Examine your front bottom, in detail. You’re going to sustain a bit of damage from your son when he exits from there. If you don’t know what it looks like now, you’ll never know if champion sewer ‘Linda’ is as good as your midwife says she is.
Ah and before I forget. You know how everyone is telling you not to read those books on baby routines and sleep training and you’re ignoring them. Don’t read them. They’ll just make you feel useless. Let it go. You’re not. Cherish your first six months when all they want are snuggles. Breathe in the soft baby hair and enjoy the fact they want to be close to you. They are like little bear cubs. They will sleep eventually and you’ll know when the time is right to gently help them learn how to drift off to sleep alone. You’re intuitive and great at empathising – so do it with your baby too. You don’t need someone else, who isn’t you, to teach you.
Do your sums. The last thing you’re going to want is money worries. So sit down and work out how much you’re going to need when you’re off work. Also work out your income when you’re back to work but only part time. Don’t take chances on this one, you’ll thank me for it and may save yourself a whole heap of anxiety.

### Task instructions
(1) Add -106 to every x and y coordinate in the answers, covering the rows from the first one through the line containing "[[478, 219]]", both included. Then write that stretch out again with the requests unchanged.
(2) Please continue the advice to a first-time expectant mother from the point where it stops.

Items listed in a dataset:
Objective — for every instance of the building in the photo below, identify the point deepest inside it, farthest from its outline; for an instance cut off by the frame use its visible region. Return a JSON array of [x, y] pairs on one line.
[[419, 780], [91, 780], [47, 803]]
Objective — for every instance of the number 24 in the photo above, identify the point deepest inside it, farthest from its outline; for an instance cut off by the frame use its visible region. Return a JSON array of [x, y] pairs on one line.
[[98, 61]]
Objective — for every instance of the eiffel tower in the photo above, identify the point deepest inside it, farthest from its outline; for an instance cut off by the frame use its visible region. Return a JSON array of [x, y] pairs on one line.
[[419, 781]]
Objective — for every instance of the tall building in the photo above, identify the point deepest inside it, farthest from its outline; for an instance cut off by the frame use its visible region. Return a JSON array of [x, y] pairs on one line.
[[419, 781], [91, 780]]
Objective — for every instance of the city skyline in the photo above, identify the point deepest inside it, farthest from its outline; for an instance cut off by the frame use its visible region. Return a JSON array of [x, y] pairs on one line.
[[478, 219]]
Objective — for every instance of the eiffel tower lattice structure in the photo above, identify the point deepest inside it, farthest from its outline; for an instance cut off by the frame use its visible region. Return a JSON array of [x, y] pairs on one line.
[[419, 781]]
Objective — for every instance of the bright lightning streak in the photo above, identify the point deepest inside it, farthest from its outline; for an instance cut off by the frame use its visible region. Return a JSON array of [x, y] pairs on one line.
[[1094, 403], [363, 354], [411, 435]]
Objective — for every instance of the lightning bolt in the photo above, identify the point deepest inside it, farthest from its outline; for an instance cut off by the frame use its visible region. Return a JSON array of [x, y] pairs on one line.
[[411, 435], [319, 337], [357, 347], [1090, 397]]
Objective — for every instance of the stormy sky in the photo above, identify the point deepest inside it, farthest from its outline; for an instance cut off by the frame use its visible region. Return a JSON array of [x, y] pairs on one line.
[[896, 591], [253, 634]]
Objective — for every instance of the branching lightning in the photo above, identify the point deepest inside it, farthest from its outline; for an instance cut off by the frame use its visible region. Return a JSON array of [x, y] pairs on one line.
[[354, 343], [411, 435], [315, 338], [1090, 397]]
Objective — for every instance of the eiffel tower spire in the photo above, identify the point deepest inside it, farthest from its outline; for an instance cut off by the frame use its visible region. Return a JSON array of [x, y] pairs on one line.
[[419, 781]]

### Exercise responses
(1)
Objective — for every instance of the building in the photo below, identify the point deepest inside it, farthest from its outline; for an instance cut off by the frame use its visible region. Return a JSON array of [x, y] pairs on one line.
[[313, 674], [-15, 674], [-59, 697]]
Objective — for every instance of the number 24 in the photo above, identify the point deepest inside it, farthest from its outline; for an instance cut off by the frame use its visible region. Return a JSON array of [x, y] pairs on one line.
[[-8, -45]]
Objective — for every instance of the eiffel tower in the photo above, identify the point deepest inside it, farthest from its outline; for an instance cut off by the frame use its visible region. Return a JSON array of [x, y] pairs on one line.
[[313, 675]]
Objective — for every instance of the tall building in the photo above, identify the point deepest inside it, farthest from its outline; for an instance cut off by the frame use its visible region. Return a JSON array of [x, y] pairs on one line.
[[313, 675], [-15, 674]]
Objective — for every instance of the city skyline in the photo above, identify the point deepest inside it, farthest from its outline; for an instance cut off by the frame use its visible region. Return a JSON array of [x, y] pairs on one line.
[[372, 113]]

(2)
You think you aren’t enjoying pregnancy – admittedly, there are some shitty bits – but cherish the feel of your baby in your tummy. The way he wriggles and gently scrabbles. This one’s gentle. He’s got a sensitive soul. You can sense that already. Notice how he breathes inside you. He’ll breathe and move just like that when he’s in the world and no-one but you will really appreciate how special that is.
You’ve got quite some ride to come. This is only the start but sister, you’ve got this. You can do it. It won’t be easy but you can do it. Your kids will teach you so much about yourself and they’ll remind you how to have fun. They’ll make you laugh and cry and they’ll keep you awake so much that you’ll age more in then next nine years than you thought was possible. They’ll also poo everywhere. Get used to the poo.
Good luck. And remember about ‘enough’.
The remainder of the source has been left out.